--- Exercise brief ---
Write these lines out as a JSON list of strings, one string per line, leaving out the blank lines.

--- Input data ---
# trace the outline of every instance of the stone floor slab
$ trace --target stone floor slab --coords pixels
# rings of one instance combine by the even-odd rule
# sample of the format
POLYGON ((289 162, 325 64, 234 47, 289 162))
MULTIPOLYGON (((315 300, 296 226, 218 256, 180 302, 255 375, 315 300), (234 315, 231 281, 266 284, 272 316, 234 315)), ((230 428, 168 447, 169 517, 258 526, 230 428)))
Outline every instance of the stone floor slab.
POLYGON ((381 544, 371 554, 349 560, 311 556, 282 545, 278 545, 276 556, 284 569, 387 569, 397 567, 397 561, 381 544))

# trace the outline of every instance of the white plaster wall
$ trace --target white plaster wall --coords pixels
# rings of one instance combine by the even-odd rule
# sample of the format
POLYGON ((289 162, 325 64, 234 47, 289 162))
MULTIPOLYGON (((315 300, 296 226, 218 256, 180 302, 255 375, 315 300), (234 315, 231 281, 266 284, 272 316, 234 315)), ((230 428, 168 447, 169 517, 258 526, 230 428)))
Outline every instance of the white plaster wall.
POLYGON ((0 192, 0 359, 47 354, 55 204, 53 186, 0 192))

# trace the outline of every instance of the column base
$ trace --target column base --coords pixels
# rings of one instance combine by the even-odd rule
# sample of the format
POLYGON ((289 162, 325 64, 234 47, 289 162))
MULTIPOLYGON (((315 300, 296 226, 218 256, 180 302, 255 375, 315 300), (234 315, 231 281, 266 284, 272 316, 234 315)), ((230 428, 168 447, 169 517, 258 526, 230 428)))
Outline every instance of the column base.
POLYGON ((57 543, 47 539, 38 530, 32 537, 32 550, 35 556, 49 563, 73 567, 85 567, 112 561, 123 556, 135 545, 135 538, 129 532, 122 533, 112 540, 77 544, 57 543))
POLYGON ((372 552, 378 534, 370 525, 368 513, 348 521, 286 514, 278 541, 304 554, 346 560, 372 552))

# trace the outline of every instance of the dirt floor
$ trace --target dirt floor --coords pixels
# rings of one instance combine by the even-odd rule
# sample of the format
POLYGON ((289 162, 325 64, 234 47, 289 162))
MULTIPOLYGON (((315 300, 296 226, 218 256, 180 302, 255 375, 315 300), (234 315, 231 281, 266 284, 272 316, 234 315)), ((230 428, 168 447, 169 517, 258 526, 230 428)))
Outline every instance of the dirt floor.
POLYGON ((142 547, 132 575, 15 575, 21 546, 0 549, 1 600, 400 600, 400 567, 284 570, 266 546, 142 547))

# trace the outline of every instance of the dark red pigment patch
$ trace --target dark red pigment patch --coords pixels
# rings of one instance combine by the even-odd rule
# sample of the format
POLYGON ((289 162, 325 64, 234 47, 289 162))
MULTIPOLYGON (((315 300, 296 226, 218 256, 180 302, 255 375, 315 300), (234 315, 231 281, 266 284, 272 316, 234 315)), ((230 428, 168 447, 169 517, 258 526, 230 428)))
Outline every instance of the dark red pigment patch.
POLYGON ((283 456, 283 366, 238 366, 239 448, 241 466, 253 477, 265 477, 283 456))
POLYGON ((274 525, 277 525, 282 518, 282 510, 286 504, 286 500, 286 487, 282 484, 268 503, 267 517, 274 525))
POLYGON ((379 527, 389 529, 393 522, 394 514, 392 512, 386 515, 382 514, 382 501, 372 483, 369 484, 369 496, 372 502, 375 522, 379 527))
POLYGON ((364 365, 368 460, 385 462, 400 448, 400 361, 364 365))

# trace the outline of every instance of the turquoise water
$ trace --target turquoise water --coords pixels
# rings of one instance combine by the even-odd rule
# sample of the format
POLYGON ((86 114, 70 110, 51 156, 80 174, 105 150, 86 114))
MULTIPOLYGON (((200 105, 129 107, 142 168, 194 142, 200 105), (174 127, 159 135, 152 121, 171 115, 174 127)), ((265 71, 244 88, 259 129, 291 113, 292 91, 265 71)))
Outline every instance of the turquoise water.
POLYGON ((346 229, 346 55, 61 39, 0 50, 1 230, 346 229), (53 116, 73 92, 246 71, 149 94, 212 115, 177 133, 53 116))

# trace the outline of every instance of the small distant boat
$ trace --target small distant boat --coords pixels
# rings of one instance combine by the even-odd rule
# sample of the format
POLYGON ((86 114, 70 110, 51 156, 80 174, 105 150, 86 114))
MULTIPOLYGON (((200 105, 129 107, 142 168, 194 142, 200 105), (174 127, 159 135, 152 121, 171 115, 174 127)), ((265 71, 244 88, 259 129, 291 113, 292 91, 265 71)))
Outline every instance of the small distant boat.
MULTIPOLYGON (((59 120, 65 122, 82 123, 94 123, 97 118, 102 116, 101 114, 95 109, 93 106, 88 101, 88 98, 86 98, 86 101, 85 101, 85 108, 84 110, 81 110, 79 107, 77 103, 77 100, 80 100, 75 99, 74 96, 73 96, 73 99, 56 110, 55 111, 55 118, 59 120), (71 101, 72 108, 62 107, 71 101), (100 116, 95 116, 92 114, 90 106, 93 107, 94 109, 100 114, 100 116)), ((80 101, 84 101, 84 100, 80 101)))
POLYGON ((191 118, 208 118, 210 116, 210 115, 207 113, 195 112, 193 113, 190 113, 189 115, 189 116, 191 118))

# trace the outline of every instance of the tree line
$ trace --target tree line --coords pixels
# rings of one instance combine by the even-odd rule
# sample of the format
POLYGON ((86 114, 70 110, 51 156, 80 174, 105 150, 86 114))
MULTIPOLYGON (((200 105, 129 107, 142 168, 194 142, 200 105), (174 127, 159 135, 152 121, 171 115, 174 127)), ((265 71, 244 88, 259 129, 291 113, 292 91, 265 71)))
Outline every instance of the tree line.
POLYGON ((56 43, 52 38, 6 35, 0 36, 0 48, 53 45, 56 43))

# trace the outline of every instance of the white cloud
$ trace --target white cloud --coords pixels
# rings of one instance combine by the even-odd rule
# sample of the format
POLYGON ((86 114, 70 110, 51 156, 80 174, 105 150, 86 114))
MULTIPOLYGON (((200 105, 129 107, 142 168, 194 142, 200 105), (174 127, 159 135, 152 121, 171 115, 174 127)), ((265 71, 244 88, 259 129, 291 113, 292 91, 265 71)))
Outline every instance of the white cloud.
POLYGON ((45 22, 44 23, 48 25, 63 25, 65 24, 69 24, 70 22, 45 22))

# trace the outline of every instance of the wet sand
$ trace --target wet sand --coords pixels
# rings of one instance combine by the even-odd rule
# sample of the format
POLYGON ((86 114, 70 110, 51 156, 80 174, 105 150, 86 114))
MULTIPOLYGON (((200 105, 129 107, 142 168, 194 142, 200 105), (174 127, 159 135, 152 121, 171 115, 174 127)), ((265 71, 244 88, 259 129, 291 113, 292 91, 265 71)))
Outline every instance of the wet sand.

--- Finished task ---
[
  "# trace the outline of every instance of the stone floor slab",
  "$ trace --target stone floor slab --coords pixels",
  "# rings of one instance combine by the even-odd rule",
  "# sample of the format",
  "POLYGON ((289 162, 325 64, 234 47, 289 162))",
  "MULTIPOLYGON (((315 300, 296 226, 218 256, 180 302, 255 375, 315 300), (234 315, 231 281, 266 284, 272 316, 234 315)), ((230 428, 168 447, 169 517, 258 526, 230 428)))",
  "Outline every instance of the stone floor slab.",
  "POLYGON ((381 544, 371 554, 349 560, 311 556, 282 545, 278 545, 276 556, 284 569, 387 569, 397 567, 397 561, 381 544))",
  "# trace the outline of every instance of the white plaster wall",
  "$ trace --target white plaster wall --coords pixels",
  "# rings of one instance combine by the even-odd rule",
  "# sample of the format",
  "POLYGON ((289 162, 325 64, 234 47, 289 162))",
  "MULTIPOLYGON (((315 300, 296 226, 218 256, 180 302, 255 375, 315 300), (234 315, 231 281, 266 284, 272 316, 234 315)), ((230 428, 168 447, 169 517, 258 526, 230 428)))",
  "Outline every instance of the white plaster wall.",
  "POLYGON ((0 192, 0 359, 47 354, 55 204, 53 186, 0 192))",
  "# trace the outline of every instance of the column base",
  "$ trace --target column base --coords pixels",
  "# rings of one instance combine by the even-odd rule",
  "# sample of the format",
  "POLYGON ((289 162, 325 64, 234 47, 289 162))",
  "MULTIPOLYGON (((315 300, 296 226, 218 256, 180 302, 255 375, 315 300), (234 315, 231 281, 266 284, 272 316, 234 315)), ((230 428, 168 447, 169 517, 258 526, 230 428)))",
  "Outline every instance of the column base.",
  "POLYGON ((57 543, 47 539, 38 530, 32 537, 32 550, 35 556, 49 563, 73 567, 85 567, 112 561, 123 556, 135 545, 135 538, 129 532, 122 533, 112 540, 77 544, 57 543))",
  "POLYGON ((372 552, 378 534, 370 525, 368 513, 348 521, 286 514, 278 541, 304 554, 346 560, 372 552))",
  "# trace the outline of every instance of the dirt floor",
  "$ trace --target dirt floor --coords pixels",
  "# rings of one instance combine by the even-odd rule",
  "# sample of the format",
  "POLYGON ((289 162, 325 64, 234 47, 289 162))",
  "MULTIPOLYGON (((315 300, 296 226, 218 256, 180 302, 255 375, 315 300), (234 315, 231 281, 266 284, 272 316, 234 315)), ((230 428, 168 447, 169 517, 258 526, 230 428)))",
  "Outline every instance of the dirt floor.",
  "POLYGON ((142 547, 132 575, 15 575, 21 546, 0 549, 1 600, 400 600, 400 567, 284 570, 266 546, 142 547))",
  "# trace the outline of every instance of the dark red pigment patch",
  "$ trace --target dark red pigment patch --coords pixels",
  "# rings of one instance combine by the even-odd rule",
  "# sample of the format",
  "POLYGON ((289 162, 325 64, 234 47, 289 162))",
  "MULTIPOLYGON (((315 300, 296 226, 218 256, 180 302, 255 375, 315 300), (234 315, 231 281, 266 284, 272 316, 234 315)), ((230 428, 168 447, 169 517, 258 526, 230 428)))",
  "Outline every instance of the dark red pigment patch.",
  "POLYGON ((283 456, 283 366, 238 366, 239 448, 241 466, 253 477, 265 477, 283 456))",
  "POLYGON ((274 525, 277 525, 282 518, 282 510, 286 504, 286 500, 286 487, 282 484, 268 503, 267 517, 274 525))",
  "POLYGON ((379 527, 389 529, 393 522, 394 514, 392 512, 386 515, 382 514, 382 501, 372 483, 369 484, 369 496, 372 502, 375 522, 379 527))",
  "POLYGON ((364 365, 368 460, 385 462, 400 448, 400 361, 364 365))",
  "# trace the outline of every instance of the turquoise water",
  "$ trace --target turquoise water --coords pixels",
  "# rings of one instance combine by the even-odd rule",
  "# sample of the format",
  "POLYGON ((86 114, 70 110, 51 156, 80 174, 105 150, 86 114))",
  "MULTIPOLYGON (((200 105, 129 107, 142 168, 194 142, 200 105), (174 127, 159 135, 152 121, 171 115, 174 127)), ((265 71, 244 88, 259 129, 291 113, 292 91, 265 71)))",
  "Outline every instance of the turquoise water.",
  "POLYGON ((346 229, 346 55, 61 39, 0 50, 1 230, 346 229), (53 116, 73 92, 246 71, 149 94, 212 115, 177 133, 53 116))",
  "# trace the outline of every instance of the small distant boat",
  "$ trace --target small distant boat --coords pixels",
  "# rings of one instance combine by the even-odd rule",
  "# sample of the format",
  "POLYGON ((86 114, 70 110, 51 156, 80 174, 105 150, 86 114))",
  "MULTIPOLYGON (((200 105, 129 107, 142 168, 194 142, 200 105), (174 127, 159 135, 152 121, 171 115, 174 127)), ((265 71, 244 88, 259 129, 291 113, 292 91, 265 71)))",
  "Outline every instance of the small distant boat.",
  "MULTIPOLYGON (((59 120, 65 122, 82 123, 94 123, 97 118, 102 116, 101 114, 95 109, 93 106, 88 101, 88 98, 86 98, 86 101, 85 101, 85 108, 84 110, 81 110, 79 107, 77 103, 77 100, 80 100, 75 99, 74 96, 73 96, 73 99, 56 110, 55 111, 55 118, 59 120), (71 101, 72 108, 62 107, 71 101), (100 116, 95 116, 92 114, 90 106, 93 107, 94 109, 100 114, 100 116)), ((80 101, 84 101, 84 100, 80 101)))",
  "POLYGON ((191 118, 208 118, 210 116, 210 115, 207 113, 195 112, 193 113, 190 113, 189 115, 189 116, 191 118))",
  "# trace the outline of every instance of the tree line",
  "$ trace --target tree line --coords pixels",
  "# rings of one instance combine by the even-odd rule",
  "# sample of the format",
  "POLYGON ((86 114, 70 110, 51 156, 80 174, 105 150, 86 114))",
  "MULTIPOLYGON (((200 105, 129 107, 142 168, 194 142, 200 105), (174 127, 159 135, 152 121, 171 115, 174 127)), ((265 71, 244 88, 259 129, 291 113, 292 91, 265 71)))",
  "Outline every instance of the tree line.",
  "POLYGON ((56 43, 52 38, 6 35, 0 36, 0 48, 53 45, 56 43))",
  "# trace the outline of every instance of the white cloud",
  "$ trace --target white cloud --coords pixels",
  "# rings of one instance combine by the even-odd rule",
  "# sample of the format",
  "POLYGON ((86 114, 70 110, 51 156, 80 174, 105 150, 86 114))",
  "MULTIPOLYGON (((200 105, 129 107, 142 168, 194 142, 200 105), (174 127, 159 135, 152 121, 171 115, 174 127)), ((265 71, 244 88, 259 129, 291 113, 292 91, 265 71)))",
  "Outline every instance of the white cloud.",
  "POLYGON ((45 22, 44 23, 48 25, 63 25, 65 24, 69 24, 70 22, 45 22))",
  "# trace the outline of every instance of the wet sand",
  "$ trace --target wet sand --coords pixels",
  "# rings of one instance combine by the even-odd rule",
  "# sample of the format",
  "POLYGON ((86 114, 70 110, 51 156, 80 174, 105 150, 86 114))",
  "MULTIPOLYGON (((200 105, 129 107, 142 168, 194 142, 200 105), (174 127, 159 135, 152 121, 171 115, 174 127)), ((265 71, 244 88, 259 129, 291 113, 292 91, 265 71)))",
  "Outline every instance of the wet sand."
]